TEXT PASSAGE =>

Sunday, September 30, 2018

Lawn Mowers as Girl-Bait

Eight days ago, a Saturday, I took my Honda walk-behind but self-propelled lawnmower to Ace Lawnmower Service for maintenance.  I needed the blade sharpened, the oil changed, and whatever needs to be done with it every year.  The people at Ace were so backed-up with work, however, that they told me it would be over two weeks before the machine would be ready.   I left the mower with them anyway

Ace was very busy that Saturday morning, as it is every Saturday morning.  It is open upon just until noon on Saturdays.  A lot of people think as well of them as I do, and it seemed like all of those people were there that morning, waiting in line with me.  As I waited, I reflected on an important truth: the grass was probably going to continue to grow while they had my mower, and we are still in the once-a-week mowing season, even though the days are growing shorter and the rains have just begun to back off.  What was I to do.

Before I left Ace, after having given them a deposit, I walked around their small showroom and looked at the tools, including new lawnmowers and other equipage of a well prepared gardener.  They have really good stuff, because, clearly, a very large portion of their revenues must be from professionals.  Those professionals would range from the mow, blow, and go guys so beloved in  Miami Springs to the  people who are hired to care for gardens as I would want mine cared for.  As I was looking at the tools and equipment, I was wondering what I was going to do about cutting my lawn while my mower got its makeover.

Then I fell in love.  I saw one of these on the cramped showroom floor:

This is an Exmark, commercial walk behind.  What particularly fascinated me was that while Exmark is a US manufacturer, the engine is a Honda GXV 150.  Although the photo shows a red-body, the one I saw had a black body, which is cool, don't you think?  It also has a huge grass-catching bag: 2.5 bushels.  And the gas tank will take a full gallon of gas.

As I went through the process of rationalizing a possible purchase of this wonder, my mind went to the big pick-up truck commercials that support the TV network broadcasts of fall football.  A lot of guys must buy those things, as I mentioned to my friends at our weekly, all-male Starbucks session yesterday morning.  I observed that if guys were buying those big new trucks in what must be incredible volume, then why would I not get the Exmark?

ENTRIES =>
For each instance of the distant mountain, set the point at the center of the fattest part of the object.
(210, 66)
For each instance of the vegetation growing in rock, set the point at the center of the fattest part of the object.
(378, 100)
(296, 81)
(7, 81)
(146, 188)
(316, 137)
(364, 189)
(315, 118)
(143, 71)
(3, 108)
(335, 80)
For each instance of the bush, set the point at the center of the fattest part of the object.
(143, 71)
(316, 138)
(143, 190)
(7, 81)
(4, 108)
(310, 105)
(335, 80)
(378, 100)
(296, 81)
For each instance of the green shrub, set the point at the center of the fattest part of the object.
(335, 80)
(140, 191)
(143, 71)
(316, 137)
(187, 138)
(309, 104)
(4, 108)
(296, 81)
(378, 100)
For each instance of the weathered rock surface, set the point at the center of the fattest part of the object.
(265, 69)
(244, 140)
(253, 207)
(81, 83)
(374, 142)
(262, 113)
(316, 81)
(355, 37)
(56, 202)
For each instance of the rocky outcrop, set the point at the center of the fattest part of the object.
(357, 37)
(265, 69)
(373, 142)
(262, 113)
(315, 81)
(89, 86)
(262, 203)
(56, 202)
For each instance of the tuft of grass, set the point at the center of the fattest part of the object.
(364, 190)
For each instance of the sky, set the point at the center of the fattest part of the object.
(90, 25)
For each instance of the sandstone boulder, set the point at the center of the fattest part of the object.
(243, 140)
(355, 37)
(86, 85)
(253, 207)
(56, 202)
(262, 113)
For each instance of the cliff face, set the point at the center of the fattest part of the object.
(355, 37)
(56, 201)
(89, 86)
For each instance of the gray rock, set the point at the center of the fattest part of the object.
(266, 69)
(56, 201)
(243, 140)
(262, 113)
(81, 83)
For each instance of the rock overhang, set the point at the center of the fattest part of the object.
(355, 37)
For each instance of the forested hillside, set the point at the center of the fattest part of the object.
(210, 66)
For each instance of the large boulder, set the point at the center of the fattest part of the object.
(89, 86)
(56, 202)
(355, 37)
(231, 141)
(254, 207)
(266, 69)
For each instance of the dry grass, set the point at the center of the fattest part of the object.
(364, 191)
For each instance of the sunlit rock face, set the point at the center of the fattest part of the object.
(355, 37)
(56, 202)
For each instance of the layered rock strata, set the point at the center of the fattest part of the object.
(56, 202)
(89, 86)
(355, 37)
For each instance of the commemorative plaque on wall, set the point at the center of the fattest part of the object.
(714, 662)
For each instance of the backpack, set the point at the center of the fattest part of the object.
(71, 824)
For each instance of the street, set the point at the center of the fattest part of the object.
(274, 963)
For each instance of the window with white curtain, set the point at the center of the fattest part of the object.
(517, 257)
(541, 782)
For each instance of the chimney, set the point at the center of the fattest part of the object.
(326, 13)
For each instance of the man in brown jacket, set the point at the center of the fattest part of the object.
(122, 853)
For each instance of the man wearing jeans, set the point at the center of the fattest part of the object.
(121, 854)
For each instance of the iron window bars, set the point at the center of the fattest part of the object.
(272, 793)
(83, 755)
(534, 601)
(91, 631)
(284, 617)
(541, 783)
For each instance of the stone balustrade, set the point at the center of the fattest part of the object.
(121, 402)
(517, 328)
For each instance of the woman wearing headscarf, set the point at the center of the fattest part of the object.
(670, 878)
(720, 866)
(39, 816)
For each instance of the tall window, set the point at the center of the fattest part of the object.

TASK SET =>
[1] Retype the lawn mower post from "Then I fell" to "gallon of gas.".
[2] Pick out every line in the entries that contains the word "wearing".

SOLVED TASKS =>
[1]
Then I fell in love.  I saw one of these on the cramped showroom floor:

This is an Exmark, commercial walk behind.  What particularly fascinated me was that while Exmark is a US manufacturer, the engine is a Honda GXV 150.  Although the photo shows a red-body, the one I saw had a black body, which is cool, don't you think?  It also has a huge grass-catching bag: 2.5 bushels.  And the gas tank will take a full gallon of gas.

[2]
For each instance of the man wearing jeans, set the point at the center of the fattest part of the object.
For each instance of the woman wearing headscarf, set the point at the center of the fattest part of the object.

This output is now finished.